*WHAT THE EXERCISE ASKS*
Among the lines of data below, reproduce only those from the one with "Please examine the photo and determine if any kitchen" through the one with "Please examine the photo and determine if any white appliance", exactly as they stand, both ends included.

** Opening RECORDS SHOWN block **

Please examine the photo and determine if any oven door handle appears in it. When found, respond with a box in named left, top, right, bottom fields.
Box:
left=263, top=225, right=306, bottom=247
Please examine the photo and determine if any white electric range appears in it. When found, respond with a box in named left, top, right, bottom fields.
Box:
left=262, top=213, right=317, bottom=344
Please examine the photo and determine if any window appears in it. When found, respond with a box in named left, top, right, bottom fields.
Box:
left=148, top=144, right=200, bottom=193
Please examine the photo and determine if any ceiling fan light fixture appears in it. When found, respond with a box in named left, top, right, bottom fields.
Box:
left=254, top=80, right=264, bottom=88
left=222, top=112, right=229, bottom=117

** Closing RECORDS SHOWN block **
** Opening RECORDS SHOWN block **

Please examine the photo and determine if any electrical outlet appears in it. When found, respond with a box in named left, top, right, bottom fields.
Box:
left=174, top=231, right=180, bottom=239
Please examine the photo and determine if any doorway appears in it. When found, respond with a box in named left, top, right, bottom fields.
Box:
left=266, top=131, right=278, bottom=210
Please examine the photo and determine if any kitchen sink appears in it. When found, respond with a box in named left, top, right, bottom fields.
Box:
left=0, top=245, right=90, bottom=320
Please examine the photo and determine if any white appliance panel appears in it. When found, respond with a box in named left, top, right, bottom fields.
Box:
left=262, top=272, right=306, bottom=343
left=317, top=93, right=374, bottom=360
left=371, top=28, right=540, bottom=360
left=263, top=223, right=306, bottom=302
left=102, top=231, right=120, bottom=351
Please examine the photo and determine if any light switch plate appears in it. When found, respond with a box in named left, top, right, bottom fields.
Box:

** Closing RECORDS SHOWN block **

*REPLY TO THE EXERCISE*
Please examine the photo and determine if any kitchen sink appears in it. When found, respond with a box in named left, top, right, bottom fields.
Box:
left=0, top=245, right=90, bottom=320
Please examine the photo and determine if any white appliance panel appears in it. When found, respond with a box in named left, top, right, bottom fields.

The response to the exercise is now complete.